:: EXERCISE OBJECTIVE ::
Where the records below have a line with "basketball", that line is to be copied.

:: INFORMATION GIVEN ::
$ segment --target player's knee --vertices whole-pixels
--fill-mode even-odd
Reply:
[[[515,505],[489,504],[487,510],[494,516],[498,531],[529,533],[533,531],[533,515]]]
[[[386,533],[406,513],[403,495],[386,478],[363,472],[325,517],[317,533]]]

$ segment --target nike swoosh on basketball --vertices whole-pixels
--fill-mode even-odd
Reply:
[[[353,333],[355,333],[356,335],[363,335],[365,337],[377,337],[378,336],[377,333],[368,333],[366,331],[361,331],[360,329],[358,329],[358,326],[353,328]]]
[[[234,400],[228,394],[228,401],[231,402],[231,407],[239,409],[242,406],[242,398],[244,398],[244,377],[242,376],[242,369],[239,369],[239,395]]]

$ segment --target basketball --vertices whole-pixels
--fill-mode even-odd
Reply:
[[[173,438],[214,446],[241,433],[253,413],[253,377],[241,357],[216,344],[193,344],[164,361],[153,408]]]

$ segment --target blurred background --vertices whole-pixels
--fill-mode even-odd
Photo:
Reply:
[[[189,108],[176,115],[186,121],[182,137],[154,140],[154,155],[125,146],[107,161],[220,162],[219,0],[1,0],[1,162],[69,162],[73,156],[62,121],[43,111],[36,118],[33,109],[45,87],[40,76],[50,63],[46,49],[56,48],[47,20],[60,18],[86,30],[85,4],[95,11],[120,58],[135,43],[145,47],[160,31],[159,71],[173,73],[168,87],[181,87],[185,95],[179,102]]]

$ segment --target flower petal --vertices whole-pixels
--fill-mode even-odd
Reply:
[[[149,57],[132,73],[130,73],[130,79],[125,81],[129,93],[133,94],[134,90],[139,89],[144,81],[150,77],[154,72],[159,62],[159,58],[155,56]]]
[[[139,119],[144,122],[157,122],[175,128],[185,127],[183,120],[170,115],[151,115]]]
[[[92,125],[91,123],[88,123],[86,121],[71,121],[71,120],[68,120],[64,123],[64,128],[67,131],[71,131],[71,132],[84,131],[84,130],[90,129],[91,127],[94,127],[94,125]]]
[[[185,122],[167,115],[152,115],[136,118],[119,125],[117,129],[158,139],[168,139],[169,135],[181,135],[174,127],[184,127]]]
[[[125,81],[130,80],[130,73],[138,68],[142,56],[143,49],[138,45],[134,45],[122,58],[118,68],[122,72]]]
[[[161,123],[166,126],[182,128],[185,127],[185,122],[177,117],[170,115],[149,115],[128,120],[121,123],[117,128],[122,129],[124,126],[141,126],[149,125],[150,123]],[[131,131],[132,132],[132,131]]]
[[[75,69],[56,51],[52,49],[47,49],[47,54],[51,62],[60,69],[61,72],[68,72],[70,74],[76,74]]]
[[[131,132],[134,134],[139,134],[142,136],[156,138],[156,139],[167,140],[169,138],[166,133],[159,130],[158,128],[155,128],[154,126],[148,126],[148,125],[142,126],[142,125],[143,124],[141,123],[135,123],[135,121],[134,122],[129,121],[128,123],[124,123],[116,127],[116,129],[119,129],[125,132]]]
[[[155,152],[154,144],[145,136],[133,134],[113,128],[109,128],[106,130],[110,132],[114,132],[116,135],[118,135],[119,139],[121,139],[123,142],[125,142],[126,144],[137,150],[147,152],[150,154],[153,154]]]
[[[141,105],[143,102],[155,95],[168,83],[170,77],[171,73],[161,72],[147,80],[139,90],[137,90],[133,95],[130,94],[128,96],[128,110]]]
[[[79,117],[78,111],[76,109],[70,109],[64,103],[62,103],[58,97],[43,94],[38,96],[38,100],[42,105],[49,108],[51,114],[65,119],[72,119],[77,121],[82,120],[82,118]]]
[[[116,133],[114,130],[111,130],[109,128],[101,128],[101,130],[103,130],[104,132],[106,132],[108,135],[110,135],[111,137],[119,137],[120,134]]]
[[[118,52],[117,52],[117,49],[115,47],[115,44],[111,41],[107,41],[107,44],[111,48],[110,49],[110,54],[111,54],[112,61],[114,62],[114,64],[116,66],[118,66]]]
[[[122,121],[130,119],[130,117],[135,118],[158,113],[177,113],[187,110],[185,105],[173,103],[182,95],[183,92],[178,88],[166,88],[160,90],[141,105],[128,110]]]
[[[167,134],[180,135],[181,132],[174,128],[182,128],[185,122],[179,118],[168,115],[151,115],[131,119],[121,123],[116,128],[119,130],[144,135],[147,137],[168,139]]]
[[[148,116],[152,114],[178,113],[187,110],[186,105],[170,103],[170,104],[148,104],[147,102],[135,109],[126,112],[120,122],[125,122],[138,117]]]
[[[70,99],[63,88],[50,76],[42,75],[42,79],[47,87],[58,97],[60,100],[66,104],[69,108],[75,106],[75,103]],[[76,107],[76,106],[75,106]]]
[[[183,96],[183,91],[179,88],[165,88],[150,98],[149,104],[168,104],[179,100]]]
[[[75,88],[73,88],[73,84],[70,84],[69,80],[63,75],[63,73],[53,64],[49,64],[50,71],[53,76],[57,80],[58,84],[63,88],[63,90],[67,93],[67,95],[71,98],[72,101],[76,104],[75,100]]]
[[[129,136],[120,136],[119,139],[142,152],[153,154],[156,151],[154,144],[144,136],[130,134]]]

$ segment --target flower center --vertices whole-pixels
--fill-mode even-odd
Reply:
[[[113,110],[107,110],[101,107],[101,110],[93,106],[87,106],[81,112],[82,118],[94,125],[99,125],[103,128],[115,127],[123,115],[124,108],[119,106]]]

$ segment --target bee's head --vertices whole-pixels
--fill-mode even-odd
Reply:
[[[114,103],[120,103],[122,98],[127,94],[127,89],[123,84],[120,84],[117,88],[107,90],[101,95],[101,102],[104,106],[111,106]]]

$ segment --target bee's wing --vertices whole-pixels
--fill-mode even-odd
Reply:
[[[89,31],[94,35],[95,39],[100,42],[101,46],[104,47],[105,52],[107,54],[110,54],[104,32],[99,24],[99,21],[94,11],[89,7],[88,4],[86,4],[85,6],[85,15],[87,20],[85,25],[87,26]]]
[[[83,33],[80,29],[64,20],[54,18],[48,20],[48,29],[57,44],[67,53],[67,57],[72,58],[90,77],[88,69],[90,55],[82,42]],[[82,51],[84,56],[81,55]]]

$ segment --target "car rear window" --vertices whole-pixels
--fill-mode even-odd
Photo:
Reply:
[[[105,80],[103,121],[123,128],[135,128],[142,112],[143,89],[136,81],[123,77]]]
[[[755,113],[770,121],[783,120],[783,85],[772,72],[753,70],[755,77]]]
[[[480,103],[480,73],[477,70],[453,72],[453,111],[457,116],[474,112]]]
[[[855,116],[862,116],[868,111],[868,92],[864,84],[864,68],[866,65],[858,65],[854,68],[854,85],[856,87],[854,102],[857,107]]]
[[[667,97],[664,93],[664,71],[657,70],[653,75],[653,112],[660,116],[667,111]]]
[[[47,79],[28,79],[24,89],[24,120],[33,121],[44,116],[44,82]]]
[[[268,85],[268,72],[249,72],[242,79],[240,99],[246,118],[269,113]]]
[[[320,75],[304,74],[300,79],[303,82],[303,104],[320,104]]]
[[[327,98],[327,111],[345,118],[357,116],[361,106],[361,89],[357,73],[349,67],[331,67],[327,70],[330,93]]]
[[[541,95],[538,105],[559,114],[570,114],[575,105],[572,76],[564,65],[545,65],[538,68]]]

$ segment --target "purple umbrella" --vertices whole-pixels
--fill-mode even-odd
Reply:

:: ANSWER TO THE EXERCISE ::
$ segment --target nike swoosh on basketball --vertices whole-pixels
$ segment --target basketball --vertices whole-pixels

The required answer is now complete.